SOURCE EXTRACT.
The “milestones” approach: The key to better recruiter-operations relations

Three women gathered around a desk

5 mins, 12 secs read time

We spend a lot of time thinking about the relationship between recruiters and hiring managers—when they’re on the same page, it creates a better experience and outcome for everyone, and when they’re not…well, it can create a lot of tension and inefficiency. But there’s another recruiter relationship that I’d like to talk about today: the one between recruiters and the recruiting operations/management team.

If you’re at a larger company, you may have a dedicated recruiting operations team, but if not, your management team probably provides a similar function—trying to understand trends across the org and make sure everyone is on track.

This is all great, but problems sometimes arise because recruiters and operations/management seem to be at odds with each other. Recruiters look at the list of reqs that they’re trying to fill and see that each job is different, while operations/management are trying to gather and make sense of data from across the organization.

Recruiters need flexibility while the operations team requires consistency. How can you reconcile these contradictory priorities? Keep reading to find out! I offer a solution you’ll surely want to know.

Identifying the problem

Let’s start by looking at the problem a little more closely, by considering what’s important to recruiters and what’s important to operations/management.

When recruiters look at a job on the individual level, they see how each job is unique and requires a customized process. One role might require three in-person interviews while another might involve two technical assessments. Some roles have video interview components and others don’t. So from the recruiter’s perspective, flexibility is the ultimate priority so they can run the interview process the way they (and the hiring managers) want.

On the other hand, the operations/management team is looking at the overall process. They’re trying to determine whether, at a higher level, candidates are moving through the process efficiently. Their goal is to identify and address bottlenecks. The operations team wants to answer questions like: How many people got past app review stage? What percentage from this job board reached the face-to-face stage? These are seemingly simple questions, but if you have heterogeneous pipelines, they become difficult to answer.

WRITTEN INSTRUCTION. Continue the article on recruiter and operations relations from the point where it stops, keeping its tone and style.

Records from a data source.
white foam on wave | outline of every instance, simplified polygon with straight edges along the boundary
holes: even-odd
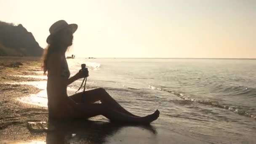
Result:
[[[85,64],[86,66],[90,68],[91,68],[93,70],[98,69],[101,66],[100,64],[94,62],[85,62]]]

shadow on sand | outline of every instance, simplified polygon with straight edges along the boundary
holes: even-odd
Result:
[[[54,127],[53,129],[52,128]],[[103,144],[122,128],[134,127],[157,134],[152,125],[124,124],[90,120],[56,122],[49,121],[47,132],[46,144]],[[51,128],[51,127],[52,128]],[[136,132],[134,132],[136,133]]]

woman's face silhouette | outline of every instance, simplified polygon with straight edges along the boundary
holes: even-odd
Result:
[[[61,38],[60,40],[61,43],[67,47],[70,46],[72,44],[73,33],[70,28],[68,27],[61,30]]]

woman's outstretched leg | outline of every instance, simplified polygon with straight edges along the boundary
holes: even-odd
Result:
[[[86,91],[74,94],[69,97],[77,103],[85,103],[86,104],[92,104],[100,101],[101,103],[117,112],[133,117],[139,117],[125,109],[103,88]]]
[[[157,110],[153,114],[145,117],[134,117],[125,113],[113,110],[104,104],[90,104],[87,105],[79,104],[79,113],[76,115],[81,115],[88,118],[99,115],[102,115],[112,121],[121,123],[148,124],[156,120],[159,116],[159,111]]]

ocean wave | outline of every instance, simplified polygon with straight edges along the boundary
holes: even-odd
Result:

==

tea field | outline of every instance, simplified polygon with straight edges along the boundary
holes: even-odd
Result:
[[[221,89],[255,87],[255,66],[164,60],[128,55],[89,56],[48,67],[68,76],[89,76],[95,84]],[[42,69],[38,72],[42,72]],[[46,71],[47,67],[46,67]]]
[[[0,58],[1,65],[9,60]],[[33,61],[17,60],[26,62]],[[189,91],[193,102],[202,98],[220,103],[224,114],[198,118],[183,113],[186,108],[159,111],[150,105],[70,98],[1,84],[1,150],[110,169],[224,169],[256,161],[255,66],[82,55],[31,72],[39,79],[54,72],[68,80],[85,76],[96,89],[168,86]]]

==

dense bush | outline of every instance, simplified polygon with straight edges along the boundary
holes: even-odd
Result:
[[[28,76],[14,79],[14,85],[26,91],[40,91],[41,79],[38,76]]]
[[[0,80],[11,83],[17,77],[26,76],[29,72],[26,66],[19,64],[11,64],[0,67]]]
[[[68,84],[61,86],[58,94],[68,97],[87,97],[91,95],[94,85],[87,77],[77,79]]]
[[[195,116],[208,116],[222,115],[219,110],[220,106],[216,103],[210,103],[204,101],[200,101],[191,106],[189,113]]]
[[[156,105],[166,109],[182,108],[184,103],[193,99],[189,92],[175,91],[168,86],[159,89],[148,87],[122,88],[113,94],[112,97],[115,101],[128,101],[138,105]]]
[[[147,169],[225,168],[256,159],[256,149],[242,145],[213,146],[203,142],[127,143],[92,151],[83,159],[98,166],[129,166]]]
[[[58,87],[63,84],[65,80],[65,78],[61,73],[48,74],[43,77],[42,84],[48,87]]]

FINAL ANSWER.
Here’s an example of a pipeline report for a single job. You can see it’s pretty straightforward to look at all the different stages and see how candidates are progressing through them.

Greenhouse Recruiting pipeline report of milestones for a single job

However, when you try to pull a report for multiple jobs, the report is no longer as easy to understand.

Here’s an example of what I’m talking about. Note how many stages are listed in the column on the left.

Greenhouse Recruiting pipeline report of milestones for a single job with filters

There are so many stages because each role is set up differently. Some have two interviews, some have trial projects, and some don’t. So this report makes it difficult to draw any general conclusions, other than the fact that it contains information that’s not applicable to every role.

While recruiters and operations have different priorities, they’re ultimately trying to achieve the same goal: making great hires for their organizations. So the problem is really about finding a way to take all of the customized steps that a recruiter might create for individual jobs and making them easily translate into data points that will be useful to the operations team.

The Greenhouse product is wildly adaptable for recruiters—they have the ability to customize on a per job basis. You can easily change stages, add new names, add take-home tests, etc. This means that some recruiters have roles with 3 stages, and some have 15.

But as you can imagine based on everything I’ve described above, we sometimes get complaints from recruiting ops saying that pipeline reports are useless. They can’t match up each recruiter’s customized pipeline in a way that’s particularly useful for understanding the big picture.

Why “milestones” are the solution

Those of you who use Greenhouse are in luck. Within our platform, “Milestones” allow you to maintain flexibility while also offering more streamlined reporting.

Every pipeline in Greenhouse – regardless of the job – now has five milestones. These five stages apply to all candidates:

  1. Application: allows you to assess the number of people who applied for a given role
  2. Assessment: means the candidate made it through the application review stage
  3. Face-to-face: the onsite interview
  4. Offer
  5. Hire

To see a pipeline report by milestones, simply click on “Milestone” at the top right corner of the page.

Greenhouse Recruiting pipeline report of milestones for a single job 2

Notice how the column on the left is much shorter. This allows the viewer to get a quick snapshot of how the pipeline is doing.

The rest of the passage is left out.